— Start SUPPLIED INFORMATION —

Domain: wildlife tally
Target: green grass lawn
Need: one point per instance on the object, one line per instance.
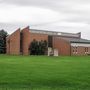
(44, 73)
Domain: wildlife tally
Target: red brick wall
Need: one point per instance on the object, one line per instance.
(25, 41)
(13, 43)
(62, 45)
(80, 51)
(38, 37)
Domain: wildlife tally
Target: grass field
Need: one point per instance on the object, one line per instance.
(44, 73)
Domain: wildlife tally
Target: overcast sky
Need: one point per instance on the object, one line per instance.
(55, 15)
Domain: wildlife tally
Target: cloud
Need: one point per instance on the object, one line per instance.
(60, 15)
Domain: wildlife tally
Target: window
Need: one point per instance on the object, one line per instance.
(75, 50)
(86, 50)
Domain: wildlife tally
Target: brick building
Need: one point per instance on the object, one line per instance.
(60, 43)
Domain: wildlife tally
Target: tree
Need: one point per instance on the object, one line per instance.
(38, 47)
(3, 35)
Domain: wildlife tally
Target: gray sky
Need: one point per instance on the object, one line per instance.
(55, 15)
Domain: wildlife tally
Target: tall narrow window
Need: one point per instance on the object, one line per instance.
(50, 41)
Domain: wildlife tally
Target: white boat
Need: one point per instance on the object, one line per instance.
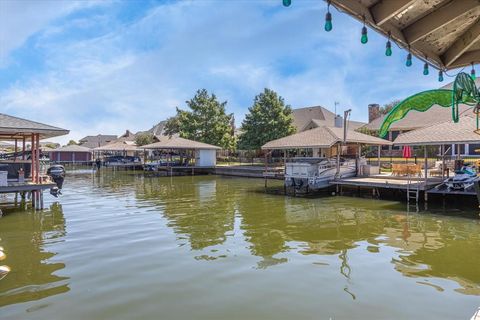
(317, 173)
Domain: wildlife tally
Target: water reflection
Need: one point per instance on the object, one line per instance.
(25, 237)
(203, 211)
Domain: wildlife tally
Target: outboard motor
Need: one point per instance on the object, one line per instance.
(57, 173)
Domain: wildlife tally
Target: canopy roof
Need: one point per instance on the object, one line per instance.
(323, 137)
(444, 32)
(119, 145)
(13, 127)
(179, 143)
(69, 148)
(442, 133)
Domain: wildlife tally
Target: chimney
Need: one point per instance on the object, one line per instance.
(338, 121)
(373, 112)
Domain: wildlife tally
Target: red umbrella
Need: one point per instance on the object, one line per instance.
(407, 152)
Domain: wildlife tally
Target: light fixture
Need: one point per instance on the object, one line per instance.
(388, 47)
(364, 38)
(328, 19)
(425, 69)
(408, 63)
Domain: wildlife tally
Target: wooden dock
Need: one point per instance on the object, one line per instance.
(388, 182)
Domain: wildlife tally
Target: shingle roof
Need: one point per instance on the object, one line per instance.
(118, 145)
(179, 143)
(322, 137)
(11, 124)
(415, 119)
(97, 141)
(72, 148)
(442, 133)
(303, 116)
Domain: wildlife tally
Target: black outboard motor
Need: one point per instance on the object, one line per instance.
(57, 173)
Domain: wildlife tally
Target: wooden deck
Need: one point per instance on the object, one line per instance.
(388, 182)
(14, 187)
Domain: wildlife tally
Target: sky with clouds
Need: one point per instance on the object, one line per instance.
(107, 66)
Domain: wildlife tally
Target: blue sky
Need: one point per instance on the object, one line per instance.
(107, 66)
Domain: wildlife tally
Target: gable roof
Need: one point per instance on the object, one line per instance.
(303, 116)
(179, 143)
(322, 137)
(14, 125)
(442, 133)
(118, 145)
(72, 148)
(97, 141)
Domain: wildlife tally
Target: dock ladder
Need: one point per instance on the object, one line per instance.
(412, 193)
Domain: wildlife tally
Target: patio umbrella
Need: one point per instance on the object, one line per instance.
(407, 152)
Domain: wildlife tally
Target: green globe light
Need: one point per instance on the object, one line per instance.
(388, 50)
(328, 22)
(364, 38)
(409, 60)
(425, 69)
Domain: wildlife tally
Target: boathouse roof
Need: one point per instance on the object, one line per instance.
(70, 148)
(11, 126)
(119, 145)
(447, 132)
(323, 137)
(444, 32)
(179, 143)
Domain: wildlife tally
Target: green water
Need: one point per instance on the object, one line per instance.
(123, 246)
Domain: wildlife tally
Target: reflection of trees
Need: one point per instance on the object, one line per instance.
(202, 209)
(32, 276)
(441, 250)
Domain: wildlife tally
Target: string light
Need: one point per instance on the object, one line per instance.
(408, 63)
(328, 19)
(425, 69)
(364, 38)
(388, 47)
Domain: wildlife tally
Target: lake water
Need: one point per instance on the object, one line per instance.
(125, 246)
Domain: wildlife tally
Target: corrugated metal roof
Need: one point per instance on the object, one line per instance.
(10, 125)
(322, 137)
(72, 148)
(179, 143)
(442, 133)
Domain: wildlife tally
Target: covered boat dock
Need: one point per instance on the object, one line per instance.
(175, 154)
(22, 168)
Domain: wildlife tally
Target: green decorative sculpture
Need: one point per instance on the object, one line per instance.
(464, 91)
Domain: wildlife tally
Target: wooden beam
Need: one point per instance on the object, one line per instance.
(385, 10)
(437, 19)
(462, 44)
(466, 59)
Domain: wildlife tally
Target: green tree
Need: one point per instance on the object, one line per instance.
(268, 119)
(144, 138)
(205, 121)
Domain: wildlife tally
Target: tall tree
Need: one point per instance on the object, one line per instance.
(205, 121)
(144, 138)
(268, 119)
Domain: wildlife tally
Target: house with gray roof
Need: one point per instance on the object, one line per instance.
(417, 120)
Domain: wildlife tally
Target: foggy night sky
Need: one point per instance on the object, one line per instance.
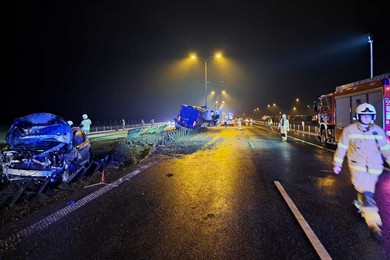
(129, 59)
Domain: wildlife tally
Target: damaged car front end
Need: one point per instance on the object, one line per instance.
(42, 150)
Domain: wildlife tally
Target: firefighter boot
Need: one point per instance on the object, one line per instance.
(358, 202)
(370, 214)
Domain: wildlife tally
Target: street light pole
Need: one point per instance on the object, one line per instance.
(205, 70)
(371, 41)
(205, 78)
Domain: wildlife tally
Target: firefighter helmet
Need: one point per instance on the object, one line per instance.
(365, 109)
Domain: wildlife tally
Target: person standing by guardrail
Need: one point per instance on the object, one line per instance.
(284, 126)
(85, 125)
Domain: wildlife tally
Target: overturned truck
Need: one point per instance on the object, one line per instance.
(193, 117)
(42, 150)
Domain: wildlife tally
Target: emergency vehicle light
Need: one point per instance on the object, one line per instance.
(385, 82)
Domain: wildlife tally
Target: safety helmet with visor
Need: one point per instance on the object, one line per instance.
(365, 109)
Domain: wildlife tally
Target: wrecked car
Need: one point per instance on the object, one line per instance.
(43, 149)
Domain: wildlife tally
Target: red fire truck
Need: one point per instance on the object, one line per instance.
(336, 110)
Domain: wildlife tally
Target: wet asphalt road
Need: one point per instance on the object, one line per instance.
(218, 203)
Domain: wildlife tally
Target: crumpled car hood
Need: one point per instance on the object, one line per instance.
(40, 131)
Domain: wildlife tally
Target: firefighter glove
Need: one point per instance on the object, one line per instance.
(337, 169)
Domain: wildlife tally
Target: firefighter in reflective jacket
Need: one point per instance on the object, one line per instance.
(364, 143)
(284, 126)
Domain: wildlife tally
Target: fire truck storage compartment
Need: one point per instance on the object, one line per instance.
(346, 106)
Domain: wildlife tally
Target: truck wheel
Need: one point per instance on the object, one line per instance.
(323, 138)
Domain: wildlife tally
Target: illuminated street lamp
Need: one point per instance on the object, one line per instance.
(218, 55)
(371, 41)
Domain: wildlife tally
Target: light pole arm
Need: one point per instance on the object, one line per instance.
(205, 80)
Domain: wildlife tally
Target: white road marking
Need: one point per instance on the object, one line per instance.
(320, 249)
(315, 145)
(15, 238)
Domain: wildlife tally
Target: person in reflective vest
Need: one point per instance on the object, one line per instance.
(284, 126)
(366, 146)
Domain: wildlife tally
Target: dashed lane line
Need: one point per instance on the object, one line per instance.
(315, 145)
(320, 249)
(17, 237)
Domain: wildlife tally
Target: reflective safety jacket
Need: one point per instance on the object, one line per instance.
(284, 125)
(364, 147)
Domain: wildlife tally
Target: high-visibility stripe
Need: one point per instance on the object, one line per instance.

— End SUPPLIED INFORMATION —

WHAT TO DO:
Write out every record above exactly as it stands, but leave out the pictures.

CORRECT OUTPUT:
Domain: wildlife tally
Target: green grass lawn
Need: one point per instance on the object, one line per instance.
(44, 73)
Domain: wildlife tally
Target: red brick wall
Need: one point per instance on the object, one line per instance.
(25, 41)
(13, 43)
(62, 45)
(80, 51)
(38, 37)
Domain: wildlife tally
Target: grass field
Need: one point per instance on the object, one line per instance.
(44, 73)
Domain: wildlife tally
Target: overcast sky
Need: one point per instance on the object, one line per instance.
(55, 15)
Domain: wildlife tally
Target: cloud
Need: one point per instance on the object, one line per instance.
(60, 15)
Domain: wildlife tally
Target: window
Need: one point per instance on the object, one line per instance.
(75, 50)
(86, 50)
Domain: wildlife tally
Target: brick building
Need: one point per instance on the object, one line per instance.
(60, 43)
Domain: wildlife tally
Target: tree
Need: one point per instance on the object, one line per instance.
(38, 47)
(3, 35)
Domain: wildlife tally
Target: gray sky
Need: one point per instance on the object, one line per instance.
(55, 15)
Domain: wildlife tally
Target: tall narrow window
Need: one point per instance on the object, one line per instance.
(50, 41)
Domain: wildlife tally
Target: white boat
Need: one point per instance on the object, one line per instance.
(317, 173)
Domain: wildlife tally
Target: water reflection
Need: one point per instance on the object, one line per instance.
(25, 237)
(203, 211)
Domain: wildlife tally
Target: outboard motor
Need: one point per instance on the object, one line per instance.
(57, 173)
Domain: wildlife tally
Target: canopy roof
Need: one point per instance on the object, one line per instance.
(323, 137)
(444, 32)
(119, 145)
(13, 127)
(179, 143)
(69, 148)
(442, 133)
Domain: wildlife tally
Target: chimney
Need: one point per instance on the object, one line per instance.
(338, 121)
(373, 112)
Domain: wildlife tally
Target: red umbrella
Need: one point per instance on the object, one line per instance.
(407, 152)
Domain: wildlife tally
Target: light fixture
Need: one point per instance on the object, one line per instance.
(388, 47)
(364, 38)
(328, 19)
(425, 69)
(408, 63)
Domain: wildlife tally
Target: wooden dock
Need: one point per instance on the object, one line per instance.
(388, 182)
Domain: wildlife tally
Target: shingle roof
Need: one point per instance on the object, one line per instance.
(118, 145)
(179, 143)
(322, 137)
(11, 124)
(415, 119)
(97, 141)
(72, 148)
(442, 133)
(303, 116)
Domain: wildlife tally
Target: black outboard motor
Need: one point per instance on the object, one line per instance.
(57, 173)
Domain: wildlife tally
Target: wooden deck
Need: one point per instance on the object, one line per instance.
(388, 182)
(14, 187)
Domain: wildlife tally
Target: sky with clouds
Need: one point per instance on the object, one line per instance.
(107, 66)
Domain: wildlife tally
Target: blue sky
Need: one point per instance on the object, one line per instance.
(107, 66)
Domain: wildlife tally
Target: gable roof
Need: one point per instance on the object, one line per instance.
(303, 116)
(179, 143)
(322, 137)
(14, 125)
(442, 133)
(118, 145)
(72, 148)
(97, 141)
Domain: wildlife tally
Target: dock ladder
Need: one point per instance on the object, one line per instance.
(412, 193)
Domain: wildlife tally
Target: patio umbrella
Need: one point per instance on the object, one line per instance.
(407, 152)
Domain: wildlife tally
Target: green globe light
Need: one point per instance on the object, one line per instance.
(388, 50)
(328, 22)
(364, 38)
(409, 60)
(425, 69)
Domain: wildlife tally
Target: boathouse roof
Need: one point per instance on the object, one line per instance.
(70, 148)
(11, 126)
(119, 145)
(447, 132)
(323, 137)
(444, 32)
(179, 143)
Domain: wildlife tally
Target: green water
Need: one point per instance on the object, one line per instance.
(123, 246)
Domain: wildlife tally
Target: reflection of trees
Need: one point per instance on the object, one line per instance.
(202, 209)
(32, 276)
(441, 250)
Domain: wildlife tally
Target: string light
Need: one point per instance on the object, one line per instance.
(408, 63)
(328, 19)
(425, 69)
(364, 38)
(388, 47)
Domain: wildlife tally
Target: lake water
Need: one point per instance on the object, one line per instance.
(125, 246)
Domain: wildlife tally
Target: corrugated metal roof
Need: one point per instance on the object, one line per instance.
(10, 125)
(322, 137)
(72, 148)
(179, 143)
(442, 133)
Domain: wildlife tally
Target: covered boat dock
Need: one point per instance on the object, one line per instance.
(175, 154)
(22, 168)
Domain: wildlife tally
Target: green decorative sculpture
Need: one point per instance on the object, one line per instance.
(464, 91)
Domain: wildlife tally
Target: wooden beam
Need: one point per instance on the object, one line per instance.
(385, 10)
(437, 19)
(462, 44)
(466, 59)
Domain: wildlife tally
Target: green tree
Need: one point per instance on the object, one line per instance.
(268, 119)
(144, 138)
(205, 121)
Domain: wildlife tally
Target: tall tree
Need: one point per instance on the object, one line per instance.
(205, 121)
(144, 138)
(268, 119)
Domain: wildlife tally
Target: house with gray roof
Need: one point per instance on the object, one line per instance.
(417, 120)
Domain: wildlife tally
Target: foggy night sky
Need: one point per instance on the object, one line per instance.
(129, 59)
Domain: wildlife tally
Target: damaged car front end
Need: one point per instance on the object, one line per instance.
(42, 150)
Domain: wildlife tally
Target: firefighter boot
Need: one point per instance on the object, one line per instance.
(358, 202)
(370, 214)
Domain: wildlife tally
Target: street light pole
Need: one point per instance on the object, one line per instance.
(205, 70)
(371, 41)
(205, 78)
Domain: wildlife tally
Target: firefighter helmet
Need: one point per instance on the object, one line per instance.
(365, 109)
Domain: wildlife tally
Target: person standing by guardrail
Need: one point per instance on the object, one line per instance.
(284, 126)
(85, 125)
Domain: wildlife tally
Target: overturned truck
Need: one point per instance on the object, one line per instance.
(193, 117)
(42, 150)
Domain: wildlife tally
Target: emergency vehicle light
Need: one point per instance on the object, one line per instance.
(385, 82)
Domain: wildlife tally
Target: safety helmet with visor
Need: one point per instance on the object, one line per instance.
(365, 109)
Domain: wildlife tally
Target: wrecked car
Need: one point per instance on the object, one line per instance.
(43, 149)
Domain: wildlife tally
Target: red fire truck
Need: one point per instance on the object, one line per instance.
(336, 110)
Domain: wildlife tally
Target: wet asphalt road
Need: one point per instance on the object, one line per instance.
(218, 203)
Domain: wildlife tally
Target: crumpled car hood
Need: one point per instance on the object, one line per instance.
(40, 131)
Domain: wildlife tally
Target: firefighter glove
Need: one point per instance on the object, one line per instance.
(337, 169)
Domain: wildlife tally
Target: firefighter in reflective jacket
Need: one point per instance on the object, one line per instance.
(364, 143)
(284, 126)
Domain: wildlife tally
Target: fire truck storage compartment
Need: one point per instance on the object, one line per instance.
(346, 106)
Domain: wildlife tally
Target: truck wheel
Need: one point per instance on the object, one line per instance.
(323, 138)
Domain: wildlife tally
Target: illuminated street lamp
Need: one point per instance on the object, one line per instance.
(218, 55)
(371, 41)
Domain: wildlife tally
Target: light pole arm
Need: one point per instance on the object, one line per instance.
(205, 80)
Domain: wildlife tally
Target: white road marking
Need: one point per instance on the object, one line per instance.
(320, 249)
(315, 145)
(15, 238)
Domain: wildlife tally
Target: person in reflective vest
Need: one point per instance on the object, one line per instance.
(284, 126)
(366, 146)
Domain: wildlife tally
Target: dashed lane line
Need: one point per instance on the object, one line per instance.
(315, 145)
(320, 249)
(17, 237)
Domain: wildlife tally
Target: reflective safety jacket
Need: one point per instance on the object, one line per instance.
(284, 125)
(364, 147)
Domain: wildlife tally
Target: high-visibility stripe
Need: one point per instance on the object, one line per instance.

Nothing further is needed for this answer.